PASSAGE |
▬▬▬▬▬▬▬▬▬▬
Multi-signal detection is aiming to jointly determine the existence of signals in a specific wideband, and estimate signal parameters such as the number of separable signals, center frequencies, and bandwidths. This is different from most spectrum sensing works, which only estimate signal “presence” or “absence”.

1.1. Related Works and Motivations

Many signal detection algorithms have been studied in the past decades, including energy detection (ED) [12,13], matched filtering detection [14,15], cyclostationary feature detection [16,17] and eigenvalue based detection [18]. Although the matched filtering and cyclostationary feature detections exhibit good performance, these schemes require prior information about the transmitted signal such as the transmitted period, which is not always available in practice. In contrast, energy detection is a simple and effective method to detect the presence of signal and requires no prior knowledge of the transmitted signal, but is susceptible to noise power [19]. Nevertheless, most of the above work only focuses on detecting the presence of signal (binary detection decision).

For jointly detecting the presence of signal, as well as estimating the bandwidth and center frequency, several algorithms that are based on a threshold have been proposed [20,21,22]. Threshold setting is a key issue because the threshold directly affects the performance of the detection algorithms. Therefore, many methods have been proposed for determining the detection threshold, such as measuring noise power [23], analyzing noise histogram, or spectrum histogram [24]. However, these methods possess some drawbacks. For instance, they do not perform well when the noise power varies across the spectrum. Moreover, some of the methods require a priori knowledge of the noise statistics for the threshold estimation. A localization algorithm based on double-thresholding (LAD) is proposed for detecting and localizing multiple signals in the frequency domain [25,26]. The LAD method uses two thresholds, upper and lower. The lower threshold is used to avoid signal separation and the upper threshold helps to avoid false detections. However, the LAD method has a trade-off between the performance of the detection probability and the false alarm probability, especially in the case of a low signal-to-noise ratio (SNR).
▬▬▬▬▬▬▬▬▬▬
DATASET CONTENT |
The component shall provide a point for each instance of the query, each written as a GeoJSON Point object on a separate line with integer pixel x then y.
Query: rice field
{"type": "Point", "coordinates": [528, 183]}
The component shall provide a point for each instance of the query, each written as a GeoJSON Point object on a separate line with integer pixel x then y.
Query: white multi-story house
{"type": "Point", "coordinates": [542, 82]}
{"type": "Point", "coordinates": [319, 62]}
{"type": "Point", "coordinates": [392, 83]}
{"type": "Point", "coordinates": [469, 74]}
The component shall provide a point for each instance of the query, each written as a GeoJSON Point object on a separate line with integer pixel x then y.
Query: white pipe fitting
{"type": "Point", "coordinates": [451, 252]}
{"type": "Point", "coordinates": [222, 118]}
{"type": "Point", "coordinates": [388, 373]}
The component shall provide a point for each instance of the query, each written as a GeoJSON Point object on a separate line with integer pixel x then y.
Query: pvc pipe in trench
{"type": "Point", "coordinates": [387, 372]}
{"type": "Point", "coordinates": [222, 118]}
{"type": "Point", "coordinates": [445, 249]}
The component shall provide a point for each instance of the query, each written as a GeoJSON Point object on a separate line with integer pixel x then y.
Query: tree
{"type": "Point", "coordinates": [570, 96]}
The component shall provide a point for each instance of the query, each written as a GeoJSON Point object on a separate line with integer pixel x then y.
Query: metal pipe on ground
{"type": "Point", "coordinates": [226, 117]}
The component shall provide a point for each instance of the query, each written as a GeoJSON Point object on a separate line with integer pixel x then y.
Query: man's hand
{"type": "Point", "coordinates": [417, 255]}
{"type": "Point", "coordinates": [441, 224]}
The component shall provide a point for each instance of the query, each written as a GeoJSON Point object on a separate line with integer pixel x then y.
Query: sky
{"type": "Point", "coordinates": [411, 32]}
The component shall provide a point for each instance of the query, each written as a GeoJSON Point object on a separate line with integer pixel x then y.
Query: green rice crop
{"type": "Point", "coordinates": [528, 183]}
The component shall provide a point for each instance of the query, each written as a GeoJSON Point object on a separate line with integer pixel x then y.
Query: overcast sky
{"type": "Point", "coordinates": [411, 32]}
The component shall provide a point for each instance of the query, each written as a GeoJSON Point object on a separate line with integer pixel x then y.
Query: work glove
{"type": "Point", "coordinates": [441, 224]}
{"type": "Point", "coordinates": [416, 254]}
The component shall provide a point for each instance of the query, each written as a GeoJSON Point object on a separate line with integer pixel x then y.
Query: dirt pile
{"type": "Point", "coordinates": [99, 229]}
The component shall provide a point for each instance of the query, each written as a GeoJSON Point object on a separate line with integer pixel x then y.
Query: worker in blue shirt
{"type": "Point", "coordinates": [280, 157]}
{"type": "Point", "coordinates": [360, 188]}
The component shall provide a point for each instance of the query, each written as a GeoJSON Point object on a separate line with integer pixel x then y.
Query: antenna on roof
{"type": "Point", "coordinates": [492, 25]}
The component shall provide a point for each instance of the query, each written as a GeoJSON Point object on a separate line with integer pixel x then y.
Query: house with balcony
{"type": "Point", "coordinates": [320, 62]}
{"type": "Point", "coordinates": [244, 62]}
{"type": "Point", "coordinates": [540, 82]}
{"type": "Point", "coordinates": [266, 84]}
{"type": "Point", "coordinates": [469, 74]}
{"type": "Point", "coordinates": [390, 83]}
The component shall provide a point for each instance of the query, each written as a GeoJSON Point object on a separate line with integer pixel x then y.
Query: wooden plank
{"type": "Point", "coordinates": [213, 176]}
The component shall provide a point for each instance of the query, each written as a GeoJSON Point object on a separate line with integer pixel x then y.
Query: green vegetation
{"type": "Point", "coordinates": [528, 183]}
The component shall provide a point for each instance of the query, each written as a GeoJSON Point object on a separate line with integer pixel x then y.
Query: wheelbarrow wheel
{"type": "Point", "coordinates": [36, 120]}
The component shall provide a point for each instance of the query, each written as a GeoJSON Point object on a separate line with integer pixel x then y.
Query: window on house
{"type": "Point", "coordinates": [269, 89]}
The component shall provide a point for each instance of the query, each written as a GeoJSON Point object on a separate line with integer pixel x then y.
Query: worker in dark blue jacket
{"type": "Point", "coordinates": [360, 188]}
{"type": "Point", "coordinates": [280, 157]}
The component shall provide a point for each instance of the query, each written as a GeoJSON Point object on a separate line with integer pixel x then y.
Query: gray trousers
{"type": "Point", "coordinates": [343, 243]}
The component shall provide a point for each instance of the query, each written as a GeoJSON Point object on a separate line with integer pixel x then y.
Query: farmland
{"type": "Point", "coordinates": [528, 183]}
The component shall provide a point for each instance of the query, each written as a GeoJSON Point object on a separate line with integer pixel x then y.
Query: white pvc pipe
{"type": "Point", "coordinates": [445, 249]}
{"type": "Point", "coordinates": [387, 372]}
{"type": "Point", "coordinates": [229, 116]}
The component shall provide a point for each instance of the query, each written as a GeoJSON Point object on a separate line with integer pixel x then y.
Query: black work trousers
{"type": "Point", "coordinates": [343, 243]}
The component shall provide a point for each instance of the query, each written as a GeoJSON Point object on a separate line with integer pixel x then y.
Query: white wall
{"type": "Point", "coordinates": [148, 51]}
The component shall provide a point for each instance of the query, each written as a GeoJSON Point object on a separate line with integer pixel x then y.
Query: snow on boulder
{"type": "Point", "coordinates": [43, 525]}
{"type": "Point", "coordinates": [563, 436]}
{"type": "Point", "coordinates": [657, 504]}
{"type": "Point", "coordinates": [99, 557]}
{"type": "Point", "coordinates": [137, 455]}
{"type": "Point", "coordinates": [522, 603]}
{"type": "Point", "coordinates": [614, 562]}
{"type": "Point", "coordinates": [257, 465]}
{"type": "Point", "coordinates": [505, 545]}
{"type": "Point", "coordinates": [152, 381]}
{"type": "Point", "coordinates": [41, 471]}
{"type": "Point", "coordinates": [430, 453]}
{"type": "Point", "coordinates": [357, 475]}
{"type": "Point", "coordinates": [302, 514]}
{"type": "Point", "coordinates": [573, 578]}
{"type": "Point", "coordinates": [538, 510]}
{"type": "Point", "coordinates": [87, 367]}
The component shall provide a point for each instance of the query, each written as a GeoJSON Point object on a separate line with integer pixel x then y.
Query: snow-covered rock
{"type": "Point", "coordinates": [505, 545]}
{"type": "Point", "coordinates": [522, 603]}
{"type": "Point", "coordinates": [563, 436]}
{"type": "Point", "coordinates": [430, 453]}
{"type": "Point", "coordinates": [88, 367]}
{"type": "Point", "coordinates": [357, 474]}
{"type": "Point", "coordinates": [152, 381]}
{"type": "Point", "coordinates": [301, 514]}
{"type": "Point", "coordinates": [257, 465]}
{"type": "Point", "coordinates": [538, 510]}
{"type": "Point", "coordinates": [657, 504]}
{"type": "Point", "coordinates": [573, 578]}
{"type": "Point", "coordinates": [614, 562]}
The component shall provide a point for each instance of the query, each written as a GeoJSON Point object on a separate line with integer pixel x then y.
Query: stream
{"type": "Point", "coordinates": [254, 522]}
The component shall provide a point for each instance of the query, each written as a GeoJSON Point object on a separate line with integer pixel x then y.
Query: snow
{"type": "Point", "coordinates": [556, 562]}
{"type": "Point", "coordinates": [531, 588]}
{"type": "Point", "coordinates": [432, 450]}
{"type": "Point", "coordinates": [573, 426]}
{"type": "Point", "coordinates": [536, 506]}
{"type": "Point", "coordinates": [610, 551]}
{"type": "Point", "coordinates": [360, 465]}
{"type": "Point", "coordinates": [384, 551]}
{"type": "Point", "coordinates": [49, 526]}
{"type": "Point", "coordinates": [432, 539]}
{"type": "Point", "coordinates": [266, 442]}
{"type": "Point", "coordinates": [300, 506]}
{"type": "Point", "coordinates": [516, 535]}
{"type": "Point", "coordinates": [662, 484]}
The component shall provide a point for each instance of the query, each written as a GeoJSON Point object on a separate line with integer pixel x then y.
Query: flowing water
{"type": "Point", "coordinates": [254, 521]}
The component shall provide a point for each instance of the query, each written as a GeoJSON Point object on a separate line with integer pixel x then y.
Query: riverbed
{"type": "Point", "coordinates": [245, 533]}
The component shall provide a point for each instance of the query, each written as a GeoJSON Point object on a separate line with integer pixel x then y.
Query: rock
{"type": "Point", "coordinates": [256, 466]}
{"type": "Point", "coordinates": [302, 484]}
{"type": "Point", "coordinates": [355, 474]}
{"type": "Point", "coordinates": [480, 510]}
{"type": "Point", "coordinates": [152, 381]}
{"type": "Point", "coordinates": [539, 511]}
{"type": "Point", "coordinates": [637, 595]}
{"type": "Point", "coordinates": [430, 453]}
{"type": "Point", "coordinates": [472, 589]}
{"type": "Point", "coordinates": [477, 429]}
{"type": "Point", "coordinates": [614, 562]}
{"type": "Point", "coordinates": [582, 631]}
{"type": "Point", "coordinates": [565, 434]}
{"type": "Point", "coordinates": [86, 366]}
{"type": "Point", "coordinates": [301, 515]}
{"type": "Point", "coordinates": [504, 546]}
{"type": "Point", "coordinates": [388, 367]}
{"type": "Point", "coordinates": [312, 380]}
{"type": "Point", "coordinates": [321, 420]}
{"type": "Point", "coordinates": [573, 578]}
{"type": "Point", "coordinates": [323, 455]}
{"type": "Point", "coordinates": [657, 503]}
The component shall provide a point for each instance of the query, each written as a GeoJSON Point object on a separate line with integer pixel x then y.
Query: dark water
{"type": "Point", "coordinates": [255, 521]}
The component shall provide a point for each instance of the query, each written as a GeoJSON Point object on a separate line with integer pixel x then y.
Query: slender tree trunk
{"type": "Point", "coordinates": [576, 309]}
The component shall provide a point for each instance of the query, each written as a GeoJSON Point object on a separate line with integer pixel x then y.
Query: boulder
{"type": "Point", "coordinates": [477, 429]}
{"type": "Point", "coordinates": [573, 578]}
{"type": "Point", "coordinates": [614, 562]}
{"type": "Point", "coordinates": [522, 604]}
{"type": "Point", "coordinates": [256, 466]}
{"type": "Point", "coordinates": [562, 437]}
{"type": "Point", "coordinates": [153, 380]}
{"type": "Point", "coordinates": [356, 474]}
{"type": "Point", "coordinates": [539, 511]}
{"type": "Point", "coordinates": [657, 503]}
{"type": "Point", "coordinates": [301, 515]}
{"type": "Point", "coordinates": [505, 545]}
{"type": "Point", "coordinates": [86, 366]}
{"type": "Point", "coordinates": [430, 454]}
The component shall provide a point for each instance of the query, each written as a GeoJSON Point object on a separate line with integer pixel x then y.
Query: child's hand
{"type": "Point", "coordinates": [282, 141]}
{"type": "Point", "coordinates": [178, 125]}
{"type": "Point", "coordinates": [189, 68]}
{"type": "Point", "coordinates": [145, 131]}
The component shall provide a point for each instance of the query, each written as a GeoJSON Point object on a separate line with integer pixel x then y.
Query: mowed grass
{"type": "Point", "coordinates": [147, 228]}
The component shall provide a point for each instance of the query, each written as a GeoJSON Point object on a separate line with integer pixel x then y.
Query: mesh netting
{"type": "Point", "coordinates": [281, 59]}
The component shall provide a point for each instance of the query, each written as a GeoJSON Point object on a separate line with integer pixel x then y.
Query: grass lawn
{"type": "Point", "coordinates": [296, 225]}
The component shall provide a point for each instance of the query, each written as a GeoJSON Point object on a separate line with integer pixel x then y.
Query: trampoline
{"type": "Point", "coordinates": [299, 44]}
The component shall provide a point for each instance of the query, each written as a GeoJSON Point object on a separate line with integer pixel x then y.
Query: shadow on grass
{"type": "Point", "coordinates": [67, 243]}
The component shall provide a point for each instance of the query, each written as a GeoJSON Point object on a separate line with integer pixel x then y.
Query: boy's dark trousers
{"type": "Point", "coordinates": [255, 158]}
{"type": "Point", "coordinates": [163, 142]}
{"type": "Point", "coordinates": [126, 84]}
▬▬▬▬▬▬▬▬▬▬
EXERCISE SET |
1. In the signal detection passage, what is the lower threshold of the LAD method used to avoid?
2. Decide whether each statement agrees with the signal detection passage, answering yes or no and quoting the words that decide it. (a) Energy detection needs prior knowledge of the transmitted signal. (b) The LAD method uses two thresholds. (c) The methods for determining the detection threshold perform well when noise power varies across the spectrum.
3. Reproduce the part of the signal detection passage starting at "Many signal detection" and ending at "(binary detection decision).".

RESULTS OF THE EXERCISE |
1. Signal separation.

2.
(a) No: "requires no prior knowledge of the transmitted signal"
(b) Yes: "The LAD method uses two thresholds, upper and lower."
(c) No: "they do not perform well when the noise power varies across the spectrum"

3.
Many signal detection algorithms have been studied in the past decades, including energy detection (ED) [12,13], matched filtering detection [14,15], cyclostationary feature detection [16,17] and eigenvalue based detection [18]. Although the matched filtering and cyclostationary feature detections exhibit good performance, these schemes require prior information about the transmitted signal such as the transmitted period, which is not always available in practice. In contrast, energy detection is a simple and effective method to detect the presence of signal and requires no prior knowledge of the transmitted signal, but is susceptible to noise power [19]. Nevertheless, most of the above work only focuses on detecting the presence of signal (binary detection decision).